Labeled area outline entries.
* * * *
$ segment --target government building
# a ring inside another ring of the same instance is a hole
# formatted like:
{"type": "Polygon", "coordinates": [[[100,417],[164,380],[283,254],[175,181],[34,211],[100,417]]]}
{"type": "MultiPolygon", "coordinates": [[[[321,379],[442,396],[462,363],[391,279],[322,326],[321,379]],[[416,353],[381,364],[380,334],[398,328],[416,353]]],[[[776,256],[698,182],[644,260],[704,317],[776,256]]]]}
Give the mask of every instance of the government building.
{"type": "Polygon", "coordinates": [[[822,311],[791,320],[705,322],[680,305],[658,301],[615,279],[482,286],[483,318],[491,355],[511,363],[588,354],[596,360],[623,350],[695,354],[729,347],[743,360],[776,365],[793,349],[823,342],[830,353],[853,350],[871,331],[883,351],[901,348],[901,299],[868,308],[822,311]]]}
* * * *
DESCRIPTION OF THE TASK. Rewrite everything from the start of the records down to the line containing "Give the mask", with "hole" changed to "cutout" and nothing else altered.

ANSWER FOR THE TASK.
$ segment --target government building
# a ring inside another ring of the same instance is a cutout
# formatted like:
{"type": "Polygon", "coordinates": [[[100,417],[164,380],[283,254],[175,181],[34,211],[100,417]]]}
{"type": "MultiPolygon", "coordinates": [[[[321,379],[442,396],[462,363],[391,279],[322,326],[321,379]],[[416,353],[381,364],[380,334],[398,328],[416,353]]],[[[776,256],[698,182],[644,260],[704,317],[776,256]]]]}
Give the mask of every instance of the government building.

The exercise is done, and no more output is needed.